EXERCISE GOAL:
Go through the listing and write out all of it exactly.

Dataset excerpt:
<<<<
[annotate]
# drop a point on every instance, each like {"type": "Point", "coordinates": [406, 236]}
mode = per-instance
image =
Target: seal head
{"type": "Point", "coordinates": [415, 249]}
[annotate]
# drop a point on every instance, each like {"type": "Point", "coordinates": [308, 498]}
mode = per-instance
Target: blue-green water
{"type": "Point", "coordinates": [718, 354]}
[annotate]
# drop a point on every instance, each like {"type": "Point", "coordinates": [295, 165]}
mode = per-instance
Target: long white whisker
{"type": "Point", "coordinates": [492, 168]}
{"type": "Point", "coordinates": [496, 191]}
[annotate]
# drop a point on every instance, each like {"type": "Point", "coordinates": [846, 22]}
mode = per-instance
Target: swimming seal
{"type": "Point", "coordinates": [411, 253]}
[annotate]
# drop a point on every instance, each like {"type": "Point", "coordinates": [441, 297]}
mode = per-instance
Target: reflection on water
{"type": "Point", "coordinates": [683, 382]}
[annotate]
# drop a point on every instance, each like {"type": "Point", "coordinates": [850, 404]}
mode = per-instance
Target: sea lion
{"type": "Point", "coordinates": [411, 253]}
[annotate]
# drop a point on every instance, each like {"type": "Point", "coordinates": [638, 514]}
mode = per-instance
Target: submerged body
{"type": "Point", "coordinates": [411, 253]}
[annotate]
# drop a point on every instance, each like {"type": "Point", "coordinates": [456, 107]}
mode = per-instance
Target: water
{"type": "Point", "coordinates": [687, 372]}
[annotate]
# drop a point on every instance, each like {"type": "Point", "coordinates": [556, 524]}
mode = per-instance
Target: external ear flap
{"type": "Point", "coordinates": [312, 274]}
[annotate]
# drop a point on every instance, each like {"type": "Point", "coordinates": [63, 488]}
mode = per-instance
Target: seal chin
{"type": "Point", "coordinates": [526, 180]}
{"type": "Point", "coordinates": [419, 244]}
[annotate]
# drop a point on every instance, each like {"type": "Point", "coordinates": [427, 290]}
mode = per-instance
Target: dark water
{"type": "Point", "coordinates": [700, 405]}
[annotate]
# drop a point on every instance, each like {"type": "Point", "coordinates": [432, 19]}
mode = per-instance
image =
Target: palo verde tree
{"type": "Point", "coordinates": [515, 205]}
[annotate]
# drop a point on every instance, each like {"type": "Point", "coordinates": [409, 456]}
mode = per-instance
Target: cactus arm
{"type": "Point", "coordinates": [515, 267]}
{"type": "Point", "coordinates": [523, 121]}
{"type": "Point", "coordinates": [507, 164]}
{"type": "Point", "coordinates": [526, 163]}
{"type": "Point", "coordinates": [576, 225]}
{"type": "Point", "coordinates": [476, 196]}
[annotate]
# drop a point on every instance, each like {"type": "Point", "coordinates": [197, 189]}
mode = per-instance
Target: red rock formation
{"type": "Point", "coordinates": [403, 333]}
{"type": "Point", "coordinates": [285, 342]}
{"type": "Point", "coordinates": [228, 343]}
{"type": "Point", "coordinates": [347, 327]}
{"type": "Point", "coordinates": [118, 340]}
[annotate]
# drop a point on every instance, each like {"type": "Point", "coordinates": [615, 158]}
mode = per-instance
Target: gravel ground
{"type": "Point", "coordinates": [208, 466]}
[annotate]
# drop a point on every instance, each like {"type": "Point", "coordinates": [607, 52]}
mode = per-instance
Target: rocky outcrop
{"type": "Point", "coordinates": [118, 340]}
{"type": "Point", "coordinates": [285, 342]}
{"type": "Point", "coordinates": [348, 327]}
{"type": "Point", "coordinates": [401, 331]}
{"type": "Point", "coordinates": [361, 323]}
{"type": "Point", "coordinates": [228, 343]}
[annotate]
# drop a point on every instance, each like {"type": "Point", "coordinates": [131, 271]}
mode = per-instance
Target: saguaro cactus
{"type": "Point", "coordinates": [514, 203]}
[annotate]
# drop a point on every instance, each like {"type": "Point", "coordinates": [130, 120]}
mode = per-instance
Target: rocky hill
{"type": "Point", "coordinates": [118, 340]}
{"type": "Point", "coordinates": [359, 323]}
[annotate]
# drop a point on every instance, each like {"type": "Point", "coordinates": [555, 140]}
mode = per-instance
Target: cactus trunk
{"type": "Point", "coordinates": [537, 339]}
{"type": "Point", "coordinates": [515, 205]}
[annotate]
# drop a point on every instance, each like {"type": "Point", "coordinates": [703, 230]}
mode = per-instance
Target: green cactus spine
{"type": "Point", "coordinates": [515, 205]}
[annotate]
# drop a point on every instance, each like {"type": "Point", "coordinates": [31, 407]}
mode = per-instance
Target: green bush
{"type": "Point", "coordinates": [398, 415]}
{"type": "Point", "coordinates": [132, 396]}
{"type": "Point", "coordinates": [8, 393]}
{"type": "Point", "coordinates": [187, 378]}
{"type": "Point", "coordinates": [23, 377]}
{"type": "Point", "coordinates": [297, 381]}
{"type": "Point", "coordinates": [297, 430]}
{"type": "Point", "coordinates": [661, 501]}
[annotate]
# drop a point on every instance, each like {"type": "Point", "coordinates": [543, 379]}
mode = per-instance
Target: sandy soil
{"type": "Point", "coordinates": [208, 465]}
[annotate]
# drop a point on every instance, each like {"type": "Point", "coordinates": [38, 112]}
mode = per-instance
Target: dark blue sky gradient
>>>>
SOLUTION TO THIS EXERCISE:
[annotate]
# drop a point on every instance, each like {"type": "Point", "coordinates": [406, 236]}
mode = per-instance
image =
Target: seal head
{"type": "Point", "coordinates": [415, 249]}
[annotate]
# drop a point on every instance, each like {"type": "Point", "coordinates": [308, 498]}
mode = per-instance
Target: blue-green water
{"type": "Point", "coordinates": [718, 354]}
[annotate]
# drop a point on every instance, each like {"type": "Point", "coordinates": [295, 165]}
mode = per-instance
Target: long white whisker
{"type": "Point", "coordinates": [492, 168]}
{"type": "Point", "coordinates": [496, 191]}
[annotate]
# drop a point on every instance, each like {"type": "Point", "coordinates": [846, 22]}
mode = per-instance
Target: swimming seal
{"type": "Point", "coordinates": [411, 253]}
[annotate]
# drop a point on every instance, each like {"type": "Point", "coordinates": [441, 297]}
mode = per-instance
Target: reflection on water
{"type": "Point", "coordinates": [683, 382]}
[annotate]
# drop a point on every instance, each like {"type": "Point", "coordinates": [850, 404]}
mode = per-instance
Target: sea lion
{"type": "Point", "coordinates": [411, 253]}
[annotate]
# drop a point on every instance, each like {"type": "Point", "coordinates": [638, 514]}
mode = per-instance
Target: submerged body
{"type": "Point", "coordinates": [411, 253]}
[annotate]
# drop a point on every instance, each like {"type": "Point", "coordinates": [456, 107]}
mode = per-instance
Target: water
{"type": "Point", "coordinates": [687, 372]}
[annotate]
# drop a point on every instance, each like {"type": "Point", "coordinates": [556, 524]}
mode = per-instance
Target: external ear flap
{"type": "Point", "coordinates": [312, 274]}
[annotate]
# drop a point on every instance, each like {"type": "Point", "coordinates": [63, 488]}
mode = per-instance
Target: seal chin
{"type": "Point", "coordinates": [526, 180]}
{"type": "Point", "coordinates": [419, 244]}
[annotate]
# drop a point on every instance, each like {"type": "Point", "coordinates": [427, 290]}
mode = per-instance
Target: dark water
{"type": "Point", "coordinates": [700, 405]}
[annotate]
# drop a point on every instance, each like {"type": "Point", "coordinates": [432, 19]}
mode = per-instance
image =
Target: palo verde tree
{"type": "Point", "coordinates": [515, 205]}
[annotate]
# drop a point on every instance, each like {"type": "Point", "coordinates": [409, 456]}
mode = per-instance
Target: cactus arm
{"type": "Point", "coordinates": [515, 267]}
{"type": "Point", "coordinates": [523, 121]}
{"type": "Point", "coordinates": [507, 164]}
{"type": "Point", "coordinates": [526, 163]}
{"type": "Point", "coordinates": [576, 225]}
{"type": "Point", "coordinates": [476, 196]}
[annotate]
# drop a point on every instance, each like {"type": "Point", "coordinates": [197, 189]}
mode = per-instance
Target: red rock formation
{"type": "Point", "coordinates": [403, 333]}
{"type": "Point", "coordinates": [285, 342]}
{"type": "Point", "coordinates": [228, 343]}
{"type": "Point", "coordinates": [347, 327]}
{"type": "Point", "coordinates": [118, 340]}
[annotate]
# drop a point on every instance, each like {"type": "Point", "coordinates": [615, 158]}
mode = per-instance
Target: gravel ground
{"type": "Point", "coordinates": [208, 466]}
[annotate]
# drop a point on every instance, each like {"type": "Point", "coordinates": [607, 52]}
mode = per-instance
Target: rocky outcrop
{"type": "Point", "coordinates": [118, 340]}
{"type": "Point", "coordinates": [285, 342]}
{"type": "Point", "coordinates": [348, 327]}
{"type": "Point", "coordinates": [401, 331]}
{"type": "Point", "coordinates": [361, 323]}
{"type": "Point", "coordinates": [228, 343]}
[annotate]
# drop a point on every instance, each like {"type": "Point", "coordinates": [131, 271]}
mode = per-instance
Target: saguaro cactus
{"type": "Point", "coordinates": [514, 203]}
[annotate]
# drop a point on every instance, each like {"type": "Point", "coordinates": [130, 120]}
mode = per-instance
Target: rocky hill
{"type": "Point", "coordinates": [118, 340]}
{"type": "Point", "coordinates": [359, 323]}
[annotate]
# drop a point on every instance, each like {"type": "Point", "coordinates": [555, 140]}
mode = per-instance
Target: cactus trunk
{"type": "Point", "coordinates": [537, 339]}
{"type": "Point", "coordinates": [515, 205]}
[annotate]
# drop a point on every instance, each like {"type": "Point", "coordinates": [703, 230]}
mode = per-instance
Target: green cactus spine
{"type": "Point", "coordinates": [515, 205]}
[annotate]
# drop a point on every instance, each like {"type": "Point", "coordinates": [31, 407]}
mode = per-instance
Target: green bush
{"type": "Point", "coordinates": [398, 415]}
{"type": "Point", "coordinates": [132, 396]}
{"type": "Point", "coordinates": [8, 393]}
{"type": "Point", "coordinates": [187, 378]}
{"type": "Point", "coordinates": [23, 377]}
{"type": "Point", "coordinates": [297, 381]}
{"type": "Point", "coordinates": [297, 430]}
{"type": "Point", "coordinates": [661, 501]}
[annotate]
# drop a point on every instance, each like {"type": "Point", "coordinates": [543, 379]}
mode = per-instance
Target: sandy soil
{"type": "Point", "coordinates": [208, 465]}
[annotate]
# drop a point on every instance, each like {"type": "Point", "coordinates": [38, 112]}
mode = per-instance
Target: dark blue sky gradient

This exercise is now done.